**Passage provided:**
# How Often Should One Contemplate Their Baptism?



## TheThirdandReformedAdam (Apr 2, 2017)

I have been teaching out of Romans 8:13 for the past few weeks, and I have been going over practical steps to take in the fight against sin. So far, we have discussed the role of personal meditation, the Lord's Supper, expository preaching, small and large (church) study/accountability groups, and music. This week, I thought about going over the role of baptism in the fight against sin. I'm simply curious to hear others: How big of a role is the remembering of your baptism supposed to play? I'm sure we are to contemplate our baptism, but, in comparison to the other disciplines I mentioned above, how significant is this practice of remembering our baptism?


----------



## TylerRay (Apr 2, 2017)

Contemplating one's baptism (or as the puritans called it, _improving_ one's baptism) is the primary way that Baptism is used as a means of grace. It should be done frequently. 

Consider these passages:
"Know ye not, that so many of us as were baptized into Jesus Christ were baptized into his death? Therefore we are buried with him by baptism into death: that like as Christ was raised up from the dead by the glory of the Father, even so we also should walk in newness of life" (Rom 6:3,4).

**Given problem A:**
In the forum thread, what did the puritans call contemplating one's baptism?

[Pointing and labeling entries]
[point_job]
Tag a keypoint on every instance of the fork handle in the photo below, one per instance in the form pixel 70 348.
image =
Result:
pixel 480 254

**Given problem B:**
Count the lines in the entries that contain the string "pixel", treating uppercase and lowercase as different. Give only the number.

**Written solution A:**
Improving one's baptism.

**Written solution B:**
2